→ WHAT YOU NEED TO DO
A word-for-word copy of the data, pictures excluded, is what this task asks for.

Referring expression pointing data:
=== Section Start ===
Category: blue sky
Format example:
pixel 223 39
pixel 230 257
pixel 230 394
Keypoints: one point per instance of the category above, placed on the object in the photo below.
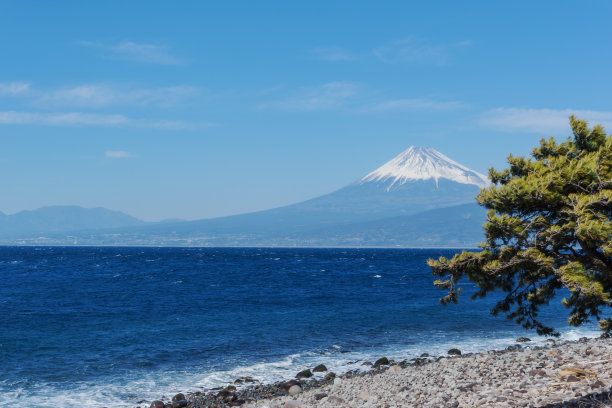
pixel 199 109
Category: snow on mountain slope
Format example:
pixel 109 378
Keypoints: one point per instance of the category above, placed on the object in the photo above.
pixel 423 163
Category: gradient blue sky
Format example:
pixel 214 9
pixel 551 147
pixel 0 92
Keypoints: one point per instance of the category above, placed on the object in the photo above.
pixel 195 110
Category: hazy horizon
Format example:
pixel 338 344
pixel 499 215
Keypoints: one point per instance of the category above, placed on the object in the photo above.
pixel 201 111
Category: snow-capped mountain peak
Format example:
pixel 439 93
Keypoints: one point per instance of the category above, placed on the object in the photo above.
pixel 424 163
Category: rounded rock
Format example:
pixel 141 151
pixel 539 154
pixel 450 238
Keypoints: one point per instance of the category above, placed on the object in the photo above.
pixel 381 361
pixel 304 374
pixel 294 390
pixel 179 397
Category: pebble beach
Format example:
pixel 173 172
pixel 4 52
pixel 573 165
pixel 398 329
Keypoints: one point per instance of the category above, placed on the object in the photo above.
pixel 558 374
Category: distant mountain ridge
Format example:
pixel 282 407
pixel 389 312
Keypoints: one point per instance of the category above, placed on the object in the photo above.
pixel 419 198
pixel 63 218
pixel 424 163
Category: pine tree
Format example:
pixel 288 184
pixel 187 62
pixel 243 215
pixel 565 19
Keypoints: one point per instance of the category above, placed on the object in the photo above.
=== Section End ===
→ ANSWER SPACE
Category: blue sky
Format example:
pixel 223 39
pixel 230 257
pixel 230 394
Keypoints: one point per instance of the category above, placed on the object in the photo below.
pixel 199 109
Category: snow on mountain slope
Format example:
pixel 109 378
Keypoints: one point per instance of the category above, placed on the object in the photo above.
pixel 423 163
Category: gradient blue sky
Format example:
pixel 214 9
pixel 551 147
pixel 0 92
Keypoints: one point per instance of the category above, placed on the object in the photo above.
pixel 195 110
Category: hazy horizon
Format example:
pixel 338 344
pixel 499 215
Keypoints: one point per instance of the category above, placed on the object in the photo above.
pixel 201 111
Category: snow-capped mountain peak
Format example:
pixel 439 93
Keypoints: one point per instance of the category above, placed on the object in the photo above.
pixel 424 163
Category: rounded rock
Format example:
pixel 141 151
pixel 539 154
pixel 450 238
Keypoints: one point per instance of the category above, placed on the object in the photo above.
pixel 381 361
pixel 304 374
pixel 294 390
pixel 179 397
Category: pebble beach
Format example:
pixel 173 172
pixel 4 52
pixel 573 165
pixel 398 329
Keypoints: one point per instance of the category above, placed on the object in the photo above.
pixel 558 374
Category: distant mountain ridge
Format example:
pixel 282 407
pixel 389 312
Keypoints: one point per instance of the category above, placed on the object in the photo above.
pixel 419 198
pixel 63 218
pixel 424 163
Category: pine tree
Format example:
pixel 288 184
pixel 187 62
pixel 243 215
pixel 565 19
Keypoints: one point per instance of the category above, placed on the object in the photo above.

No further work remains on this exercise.